Stated problem >> Output the listing below as a Markdown table with two columns, Row and Line. Number the rows in order and leave out any blank lines.

# START OF Dataset records

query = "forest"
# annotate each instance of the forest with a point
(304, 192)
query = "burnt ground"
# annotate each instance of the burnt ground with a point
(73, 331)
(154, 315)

# END OF Dataset records

Complete answer >>
| Row | Line |
|---|---|
| 1 | query = "forest" |
| 2 | # annotate each instance of the forest with a point |
| 3 | (304, 192) |
| 4 | query = "burnt ground" |
| 5 | # annotate each instance of the burnt ground with a point |
| 6 | (73, 331) |
| 7 | (154, 315) |